[Start]
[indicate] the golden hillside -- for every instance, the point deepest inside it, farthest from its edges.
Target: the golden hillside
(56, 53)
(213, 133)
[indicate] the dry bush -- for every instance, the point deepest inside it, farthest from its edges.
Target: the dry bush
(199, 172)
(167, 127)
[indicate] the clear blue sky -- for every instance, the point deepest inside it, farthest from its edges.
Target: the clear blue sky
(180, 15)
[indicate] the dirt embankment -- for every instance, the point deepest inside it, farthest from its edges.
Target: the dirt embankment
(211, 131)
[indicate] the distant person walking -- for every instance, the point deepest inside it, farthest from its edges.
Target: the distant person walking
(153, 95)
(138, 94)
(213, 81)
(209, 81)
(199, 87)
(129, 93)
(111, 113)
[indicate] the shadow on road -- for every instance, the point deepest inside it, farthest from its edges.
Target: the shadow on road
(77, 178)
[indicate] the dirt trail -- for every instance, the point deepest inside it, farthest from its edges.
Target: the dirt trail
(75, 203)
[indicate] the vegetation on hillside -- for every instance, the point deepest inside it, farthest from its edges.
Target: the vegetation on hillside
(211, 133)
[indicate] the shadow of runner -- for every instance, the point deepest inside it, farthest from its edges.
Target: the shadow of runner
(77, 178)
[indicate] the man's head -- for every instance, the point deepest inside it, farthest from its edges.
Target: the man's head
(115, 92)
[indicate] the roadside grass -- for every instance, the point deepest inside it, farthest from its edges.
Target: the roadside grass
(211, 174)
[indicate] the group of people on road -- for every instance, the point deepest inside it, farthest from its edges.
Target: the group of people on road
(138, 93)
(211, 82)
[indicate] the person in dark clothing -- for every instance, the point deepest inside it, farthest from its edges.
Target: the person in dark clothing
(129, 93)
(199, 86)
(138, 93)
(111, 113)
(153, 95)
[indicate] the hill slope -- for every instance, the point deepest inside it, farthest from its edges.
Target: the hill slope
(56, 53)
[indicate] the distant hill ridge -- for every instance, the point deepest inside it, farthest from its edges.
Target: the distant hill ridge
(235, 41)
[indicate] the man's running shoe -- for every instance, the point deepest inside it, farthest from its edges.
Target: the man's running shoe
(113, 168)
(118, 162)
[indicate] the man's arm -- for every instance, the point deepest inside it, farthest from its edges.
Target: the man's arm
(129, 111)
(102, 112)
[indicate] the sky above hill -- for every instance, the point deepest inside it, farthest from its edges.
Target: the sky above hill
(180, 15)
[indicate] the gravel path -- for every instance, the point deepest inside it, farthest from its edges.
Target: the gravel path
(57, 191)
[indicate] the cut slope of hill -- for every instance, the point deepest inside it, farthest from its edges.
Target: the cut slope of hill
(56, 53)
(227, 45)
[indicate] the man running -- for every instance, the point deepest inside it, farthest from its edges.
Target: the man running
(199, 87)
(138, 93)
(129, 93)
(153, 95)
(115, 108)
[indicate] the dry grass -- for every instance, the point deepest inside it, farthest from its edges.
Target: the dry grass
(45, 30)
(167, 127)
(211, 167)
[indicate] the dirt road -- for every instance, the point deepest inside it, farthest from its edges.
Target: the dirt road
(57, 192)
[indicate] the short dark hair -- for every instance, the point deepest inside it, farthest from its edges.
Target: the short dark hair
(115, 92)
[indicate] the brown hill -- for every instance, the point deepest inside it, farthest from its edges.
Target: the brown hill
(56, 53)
[End]
# Exercise objective:
Copy out all of the data above line for line, changing nothing.

# Task result:
[indicate] the golden hillside -- for every instance, the point deepest inside it, farthest from its edges.
Target: the golden hillside
(56, 53)
(213, 133)
[indicate] the dry bush -- for every instance, the point deepest inside it, farthest from its edges.
Target: the dry bush
(199, 172)
(167, 127)
[indicate] the clear blue sky -- for every instance, the point deepest inside it, farthest from its edges.
Target: the clear blue sky
(180, 15)
[indicate] the dirt embankment -- for every instance, the point deepest inside it, farthest from its edges.
Target: the dirt embankment
(211, 131)
[indicate] the distant person walking -- for every instance, the point deepest inside it, farthest from its edges.
Target: the distant person walking
(153, 95)
(138, 94)
(213, 81)
(209, 81)
(199, 87)
(129, 93)
(111, 113)
[indicate] the shadow on road -- for every instance, the point deepest inside it, farthest from its edges.
Target: the shadow on road
(77, 178)
[indicate] the dirt trail -- for every instance, the point deepest inside it, farthest from its edges.
Target: the dirt trail
(75, 203)
[indicate] the vegetation on hillside -- for every instance, the point deepest inside it, farthest from its edges.
Target: the vegetation on hillside
(211, 133)
[indicate] the shadow of runner -- for every instance, the point deepest inside it, farthest from its edges.
Target: the shadow of runner
(77, 178)
[indicate] the man's head -- for every instance, the point deepest inside it, farthest from its edges.
Target: the man's head
(115, 92)
[indicate] the roadside grass -- for every instance, the point deepest inside it, farthest from its edges.
Target: the roadside grass
(211, 174)
[indicate] the group of people on road -- for every instance, the point deepest inside it, farthest from its edges.
Target: the group of people on road
(138, 93)
(211, 82)
[indicate] the person in dark clothing -- for every instance, the point deepest inside it, farthest from its edges.
Target: the person in dark clothing
(129, 93)
(199, 86)
(138, 93)
(111, 113)
(153, 95)
[indicate] the hill slope -- for every instance, the point deepest inside it, farthest from its edges.
Target: the hill slope
(56, 53)
[indicate] the distant hill ridge -- for every instance, the point deepest inside it, farthest from its edges.
Target: the distant hill ridge
(235, 41)
[indicate] the man's running shoe -- for every instance, the point deepest inside it, farthest from its edges.
Target: the man's running shoe
(113, 168)
(118, 162)
[indicate] the man's arm -- for every instance, the point deepest inside it, farthest from its edges.
Target: the man's arm
(129, 111)
(102, 112)
[indicate] the sky above hill -- for every instance, the point deepest inside it, farthest from its edges.
Target: the sky above hill
(180, 15)
[indicate] the gravel path -- for every instance, the point deepest inside it, farthest from its edges.
Target: the gravel path
(57, 191)
[indicate] the cut slope of hill -- for every instance, the point deepest inside it, farthest from its edges.
Target: the cut slope of hill
(56, 53)
(227, 45)
[indicate] the man running -- for every instance, the point deepest inside it, farthest from its edges.
Target: the man running
(199, 87)
(138, 93)
(129, 93)
(153, 95)
(115, 108)
[indicate] the dry grass -- for every instance, the point deepest inside it, farthest from its edges.
Target: the dry grass
(45, 30)
(167, 127)
(211, 167)
[indicate] the dirt road -- for every instance, the point deepest inside it, farthest from its edges.
Target: the dirt road
(57, 192)
[indicate] the short dark hair -- for every instance, the point deepest inside it, farthest from its edges.
Target: the short dark hair
(115, 92)
[indicate] the brown hill -- for every instance, the point deepest inside it, farthest from its edges.
Target: the brown hill
(56, 53)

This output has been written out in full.